(Dataset entries)
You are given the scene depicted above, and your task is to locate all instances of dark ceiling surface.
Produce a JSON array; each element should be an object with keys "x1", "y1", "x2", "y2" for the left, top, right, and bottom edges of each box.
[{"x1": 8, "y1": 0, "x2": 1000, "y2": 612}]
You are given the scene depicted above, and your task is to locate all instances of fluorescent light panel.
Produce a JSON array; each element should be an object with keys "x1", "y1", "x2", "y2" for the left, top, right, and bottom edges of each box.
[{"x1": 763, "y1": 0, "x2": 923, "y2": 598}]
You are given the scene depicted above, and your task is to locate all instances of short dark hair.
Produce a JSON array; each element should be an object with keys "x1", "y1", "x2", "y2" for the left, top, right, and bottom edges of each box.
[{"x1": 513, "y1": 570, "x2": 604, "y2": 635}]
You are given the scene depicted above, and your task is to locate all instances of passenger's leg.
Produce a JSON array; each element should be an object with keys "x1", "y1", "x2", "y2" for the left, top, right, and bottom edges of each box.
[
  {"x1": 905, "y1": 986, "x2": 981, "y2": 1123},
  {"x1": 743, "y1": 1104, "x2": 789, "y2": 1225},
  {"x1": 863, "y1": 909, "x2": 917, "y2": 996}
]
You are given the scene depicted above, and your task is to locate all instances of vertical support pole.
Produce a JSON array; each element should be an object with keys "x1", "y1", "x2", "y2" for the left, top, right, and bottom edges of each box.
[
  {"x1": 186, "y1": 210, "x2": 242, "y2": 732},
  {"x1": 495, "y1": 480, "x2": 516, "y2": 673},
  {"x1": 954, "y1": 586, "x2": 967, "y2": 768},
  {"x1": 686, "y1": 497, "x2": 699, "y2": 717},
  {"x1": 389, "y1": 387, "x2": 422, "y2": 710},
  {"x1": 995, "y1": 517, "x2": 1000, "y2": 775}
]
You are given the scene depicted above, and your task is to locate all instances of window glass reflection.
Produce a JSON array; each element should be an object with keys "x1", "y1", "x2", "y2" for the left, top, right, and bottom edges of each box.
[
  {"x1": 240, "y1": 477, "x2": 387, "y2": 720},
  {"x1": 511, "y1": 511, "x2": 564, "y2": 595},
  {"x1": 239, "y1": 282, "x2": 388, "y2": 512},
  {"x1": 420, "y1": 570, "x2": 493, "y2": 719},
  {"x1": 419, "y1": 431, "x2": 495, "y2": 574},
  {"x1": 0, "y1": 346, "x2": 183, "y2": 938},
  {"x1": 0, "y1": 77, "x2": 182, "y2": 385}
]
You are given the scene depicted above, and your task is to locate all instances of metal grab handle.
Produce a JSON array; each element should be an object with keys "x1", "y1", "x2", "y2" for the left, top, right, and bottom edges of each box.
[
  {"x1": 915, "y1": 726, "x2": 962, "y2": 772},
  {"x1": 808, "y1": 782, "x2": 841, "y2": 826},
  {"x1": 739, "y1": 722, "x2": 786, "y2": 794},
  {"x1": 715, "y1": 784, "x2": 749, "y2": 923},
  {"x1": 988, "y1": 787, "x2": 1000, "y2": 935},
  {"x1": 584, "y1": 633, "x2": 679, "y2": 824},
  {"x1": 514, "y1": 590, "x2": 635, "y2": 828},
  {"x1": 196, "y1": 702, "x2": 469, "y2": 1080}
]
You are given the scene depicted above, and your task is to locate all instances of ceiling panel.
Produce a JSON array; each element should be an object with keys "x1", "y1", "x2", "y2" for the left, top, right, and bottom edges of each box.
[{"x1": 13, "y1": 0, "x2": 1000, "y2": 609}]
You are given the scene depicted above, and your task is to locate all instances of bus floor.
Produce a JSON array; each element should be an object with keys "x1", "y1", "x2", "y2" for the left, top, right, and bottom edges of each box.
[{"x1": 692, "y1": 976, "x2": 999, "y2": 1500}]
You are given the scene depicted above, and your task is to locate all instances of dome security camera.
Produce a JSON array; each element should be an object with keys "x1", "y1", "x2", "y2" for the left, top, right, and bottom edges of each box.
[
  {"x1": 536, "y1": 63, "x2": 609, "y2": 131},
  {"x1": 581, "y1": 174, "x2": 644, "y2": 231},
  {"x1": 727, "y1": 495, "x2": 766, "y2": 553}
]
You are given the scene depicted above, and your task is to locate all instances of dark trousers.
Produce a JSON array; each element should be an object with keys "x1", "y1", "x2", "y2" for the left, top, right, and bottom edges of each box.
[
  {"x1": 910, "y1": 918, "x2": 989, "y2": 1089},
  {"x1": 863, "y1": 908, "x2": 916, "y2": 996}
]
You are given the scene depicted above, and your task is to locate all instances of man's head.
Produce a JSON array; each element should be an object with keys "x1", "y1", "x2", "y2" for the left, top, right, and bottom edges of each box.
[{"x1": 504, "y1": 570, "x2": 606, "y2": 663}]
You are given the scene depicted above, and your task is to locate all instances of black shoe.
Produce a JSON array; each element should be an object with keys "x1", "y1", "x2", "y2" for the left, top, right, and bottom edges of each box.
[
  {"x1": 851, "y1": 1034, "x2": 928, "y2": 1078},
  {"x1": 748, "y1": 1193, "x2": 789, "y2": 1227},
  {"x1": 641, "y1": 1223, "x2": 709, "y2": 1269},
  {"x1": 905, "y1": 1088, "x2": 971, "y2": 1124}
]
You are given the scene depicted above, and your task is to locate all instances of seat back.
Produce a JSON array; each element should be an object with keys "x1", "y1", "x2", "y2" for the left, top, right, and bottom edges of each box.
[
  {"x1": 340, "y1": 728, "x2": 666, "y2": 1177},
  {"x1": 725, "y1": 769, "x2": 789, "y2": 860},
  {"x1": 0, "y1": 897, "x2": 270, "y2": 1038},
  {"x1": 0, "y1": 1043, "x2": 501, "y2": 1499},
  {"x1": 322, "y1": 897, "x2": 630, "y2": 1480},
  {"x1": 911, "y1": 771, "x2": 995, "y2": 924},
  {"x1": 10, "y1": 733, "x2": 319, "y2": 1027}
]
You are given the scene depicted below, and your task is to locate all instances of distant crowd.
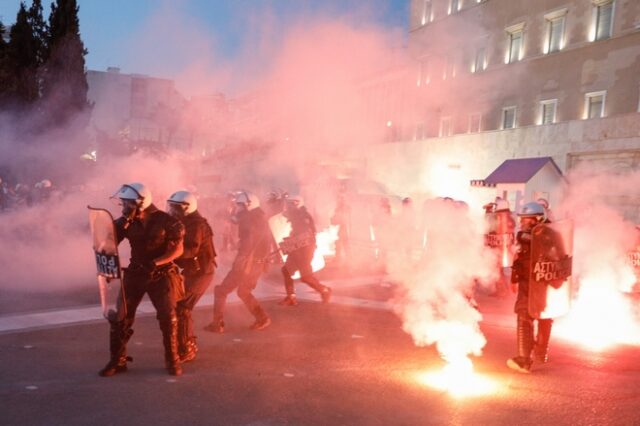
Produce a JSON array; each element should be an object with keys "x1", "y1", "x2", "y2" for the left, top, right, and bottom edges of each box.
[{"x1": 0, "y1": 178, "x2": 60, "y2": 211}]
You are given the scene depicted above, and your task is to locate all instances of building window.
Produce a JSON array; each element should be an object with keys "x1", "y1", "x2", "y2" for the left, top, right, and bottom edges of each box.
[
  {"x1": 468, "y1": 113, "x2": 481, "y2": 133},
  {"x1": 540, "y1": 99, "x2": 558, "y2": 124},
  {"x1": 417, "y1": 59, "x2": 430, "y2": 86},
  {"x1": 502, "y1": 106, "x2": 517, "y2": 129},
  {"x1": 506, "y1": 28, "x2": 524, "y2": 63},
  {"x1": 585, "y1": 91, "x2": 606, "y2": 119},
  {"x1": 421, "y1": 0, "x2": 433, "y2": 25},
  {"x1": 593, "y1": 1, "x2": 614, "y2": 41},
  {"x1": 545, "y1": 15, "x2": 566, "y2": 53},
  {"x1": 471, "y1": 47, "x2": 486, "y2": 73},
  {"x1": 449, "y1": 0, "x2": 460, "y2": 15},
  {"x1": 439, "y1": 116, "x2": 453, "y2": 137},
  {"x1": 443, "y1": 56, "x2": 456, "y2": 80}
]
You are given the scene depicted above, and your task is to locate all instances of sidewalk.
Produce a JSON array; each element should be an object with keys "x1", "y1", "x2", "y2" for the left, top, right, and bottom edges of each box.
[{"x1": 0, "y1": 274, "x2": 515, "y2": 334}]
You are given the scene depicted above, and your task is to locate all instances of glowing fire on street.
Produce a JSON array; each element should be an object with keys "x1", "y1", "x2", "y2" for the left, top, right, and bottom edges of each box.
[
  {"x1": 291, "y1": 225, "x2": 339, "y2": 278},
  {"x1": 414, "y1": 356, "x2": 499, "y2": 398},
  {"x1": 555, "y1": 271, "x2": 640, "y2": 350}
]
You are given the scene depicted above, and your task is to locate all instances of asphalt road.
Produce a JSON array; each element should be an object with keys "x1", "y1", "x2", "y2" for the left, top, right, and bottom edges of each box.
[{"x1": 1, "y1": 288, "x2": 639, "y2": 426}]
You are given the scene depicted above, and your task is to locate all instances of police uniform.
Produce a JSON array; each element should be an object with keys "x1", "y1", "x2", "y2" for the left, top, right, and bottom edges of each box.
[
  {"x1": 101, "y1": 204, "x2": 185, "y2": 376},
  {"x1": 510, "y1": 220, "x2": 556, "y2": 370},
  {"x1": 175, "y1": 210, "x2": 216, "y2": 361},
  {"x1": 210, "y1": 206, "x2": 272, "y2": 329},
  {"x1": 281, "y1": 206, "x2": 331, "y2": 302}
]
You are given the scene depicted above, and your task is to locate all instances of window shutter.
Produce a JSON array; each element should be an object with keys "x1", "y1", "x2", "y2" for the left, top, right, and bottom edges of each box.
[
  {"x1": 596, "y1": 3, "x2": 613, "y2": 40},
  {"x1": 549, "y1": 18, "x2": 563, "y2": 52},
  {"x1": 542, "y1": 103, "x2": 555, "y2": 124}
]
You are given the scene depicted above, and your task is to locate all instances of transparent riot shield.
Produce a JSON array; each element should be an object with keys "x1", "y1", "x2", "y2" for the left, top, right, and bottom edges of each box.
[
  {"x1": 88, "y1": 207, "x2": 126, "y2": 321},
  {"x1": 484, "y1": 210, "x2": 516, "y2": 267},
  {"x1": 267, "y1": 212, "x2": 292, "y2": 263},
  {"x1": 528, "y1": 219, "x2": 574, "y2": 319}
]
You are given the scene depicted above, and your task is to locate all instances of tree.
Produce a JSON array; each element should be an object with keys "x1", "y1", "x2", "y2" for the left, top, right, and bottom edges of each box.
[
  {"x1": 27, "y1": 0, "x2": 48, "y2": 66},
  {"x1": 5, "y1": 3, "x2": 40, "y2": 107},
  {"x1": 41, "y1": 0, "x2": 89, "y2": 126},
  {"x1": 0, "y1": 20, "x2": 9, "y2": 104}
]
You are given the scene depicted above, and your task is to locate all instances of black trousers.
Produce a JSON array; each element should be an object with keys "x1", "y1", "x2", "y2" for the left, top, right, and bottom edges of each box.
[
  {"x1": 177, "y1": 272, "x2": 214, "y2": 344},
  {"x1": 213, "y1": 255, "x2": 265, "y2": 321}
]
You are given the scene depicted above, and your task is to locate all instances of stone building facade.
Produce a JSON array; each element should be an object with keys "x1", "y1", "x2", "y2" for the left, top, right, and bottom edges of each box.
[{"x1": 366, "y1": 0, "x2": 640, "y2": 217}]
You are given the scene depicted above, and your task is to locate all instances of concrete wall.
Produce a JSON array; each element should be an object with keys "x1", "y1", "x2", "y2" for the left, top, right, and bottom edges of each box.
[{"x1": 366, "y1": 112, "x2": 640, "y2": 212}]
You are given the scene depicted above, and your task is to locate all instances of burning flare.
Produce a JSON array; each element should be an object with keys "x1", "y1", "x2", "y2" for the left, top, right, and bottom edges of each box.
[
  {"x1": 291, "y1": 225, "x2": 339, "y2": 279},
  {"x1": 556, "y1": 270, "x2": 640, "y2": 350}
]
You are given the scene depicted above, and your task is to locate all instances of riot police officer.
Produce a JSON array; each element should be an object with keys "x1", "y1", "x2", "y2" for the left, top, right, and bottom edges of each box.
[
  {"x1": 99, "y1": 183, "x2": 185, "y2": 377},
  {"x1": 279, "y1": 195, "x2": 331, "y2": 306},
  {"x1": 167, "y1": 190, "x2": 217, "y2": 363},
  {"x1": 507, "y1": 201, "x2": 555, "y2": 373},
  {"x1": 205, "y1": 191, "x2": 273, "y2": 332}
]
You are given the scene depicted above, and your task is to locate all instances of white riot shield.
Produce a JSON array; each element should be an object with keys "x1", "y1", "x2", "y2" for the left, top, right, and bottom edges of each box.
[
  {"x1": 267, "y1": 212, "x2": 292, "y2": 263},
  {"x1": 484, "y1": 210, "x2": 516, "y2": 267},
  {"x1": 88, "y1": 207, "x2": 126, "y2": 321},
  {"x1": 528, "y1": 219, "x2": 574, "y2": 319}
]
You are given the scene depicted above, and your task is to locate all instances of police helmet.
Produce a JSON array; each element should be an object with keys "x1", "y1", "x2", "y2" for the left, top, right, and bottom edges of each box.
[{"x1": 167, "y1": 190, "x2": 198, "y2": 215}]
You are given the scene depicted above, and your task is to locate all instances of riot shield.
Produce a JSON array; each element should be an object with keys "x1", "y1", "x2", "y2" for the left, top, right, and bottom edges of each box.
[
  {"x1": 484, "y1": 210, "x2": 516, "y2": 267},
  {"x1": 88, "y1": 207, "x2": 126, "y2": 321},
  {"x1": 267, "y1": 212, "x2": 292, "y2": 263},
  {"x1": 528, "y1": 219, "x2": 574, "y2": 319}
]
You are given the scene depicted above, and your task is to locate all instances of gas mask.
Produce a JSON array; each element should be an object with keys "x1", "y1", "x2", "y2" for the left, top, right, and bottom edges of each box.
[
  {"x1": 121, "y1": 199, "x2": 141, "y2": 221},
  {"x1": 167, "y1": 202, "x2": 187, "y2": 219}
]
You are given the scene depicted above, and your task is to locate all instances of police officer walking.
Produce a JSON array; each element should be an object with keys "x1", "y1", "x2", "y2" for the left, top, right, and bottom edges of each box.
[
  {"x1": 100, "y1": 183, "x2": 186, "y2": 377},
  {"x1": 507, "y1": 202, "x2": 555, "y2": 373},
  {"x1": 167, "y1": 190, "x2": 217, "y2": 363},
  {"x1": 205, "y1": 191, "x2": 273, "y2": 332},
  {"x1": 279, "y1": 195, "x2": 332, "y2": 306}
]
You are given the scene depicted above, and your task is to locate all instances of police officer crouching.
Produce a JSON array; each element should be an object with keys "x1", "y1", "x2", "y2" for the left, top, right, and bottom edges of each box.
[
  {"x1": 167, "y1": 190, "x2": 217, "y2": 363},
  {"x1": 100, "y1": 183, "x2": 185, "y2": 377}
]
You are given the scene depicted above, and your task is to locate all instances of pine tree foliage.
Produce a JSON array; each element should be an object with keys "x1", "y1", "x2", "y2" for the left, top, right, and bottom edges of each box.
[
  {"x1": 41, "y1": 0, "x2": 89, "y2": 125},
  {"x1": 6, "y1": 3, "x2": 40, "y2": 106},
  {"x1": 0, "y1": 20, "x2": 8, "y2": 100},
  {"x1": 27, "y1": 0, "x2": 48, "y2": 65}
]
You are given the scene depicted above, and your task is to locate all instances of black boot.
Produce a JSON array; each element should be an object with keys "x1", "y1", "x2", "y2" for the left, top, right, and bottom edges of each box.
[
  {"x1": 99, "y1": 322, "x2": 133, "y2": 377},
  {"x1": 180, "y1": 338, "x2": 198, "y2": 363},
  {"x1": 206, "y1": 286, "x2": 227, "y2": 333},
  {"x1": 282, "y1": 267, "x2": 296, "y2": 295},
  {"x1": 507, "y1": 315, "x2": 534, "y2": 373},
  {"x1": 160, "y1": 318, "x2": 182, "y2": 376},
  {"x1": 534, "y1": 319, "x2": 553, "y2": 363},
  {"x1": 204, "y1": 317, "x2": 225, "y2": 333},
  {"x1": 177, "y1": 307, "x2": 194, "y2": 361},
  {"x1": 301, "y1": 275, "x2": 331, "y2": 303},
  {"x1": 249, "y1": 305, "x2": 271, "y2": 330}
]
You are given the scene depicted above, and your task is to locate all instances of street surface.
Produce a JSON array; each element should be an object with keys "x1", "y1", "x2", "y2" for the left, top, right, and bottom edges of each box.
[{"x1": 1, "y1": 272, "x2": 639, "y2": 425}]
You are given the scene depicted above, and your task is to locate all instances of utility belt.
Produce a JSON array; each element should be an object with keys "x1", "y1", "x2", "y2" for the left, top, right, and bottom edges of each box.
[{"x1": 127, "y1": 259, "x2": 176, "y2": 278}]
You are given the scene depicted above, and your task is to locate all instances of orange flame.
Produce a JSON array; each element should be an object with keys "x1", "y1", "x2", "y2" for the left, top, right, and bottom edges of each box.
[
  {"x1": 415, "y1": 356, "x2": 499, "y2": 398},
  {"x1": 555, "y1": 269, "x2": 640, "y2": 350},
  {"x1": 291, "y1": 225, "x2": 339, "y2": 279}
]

→ **Instructions to follow**
Check each line above for the word "black". Then state how many lines contain it, and nothing more.

→ **Completed task**
3